What you are asked to do. Convert these lines into a JSON list of strings, one string per line, leaving out any blank lines.

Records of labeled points
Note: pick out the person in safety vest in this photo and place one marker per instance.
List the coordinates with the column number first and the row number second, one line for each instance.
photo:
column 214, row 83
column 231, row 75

Solution for this task.
[
  "Note: pick out the person in safety vest in this photo and place one marker per instance.",
  "List the coordinates with the column number first and the row number second, one line for each instance.",
  "photo:",
  "column 214, row 83",
  "column 231, row 75"
]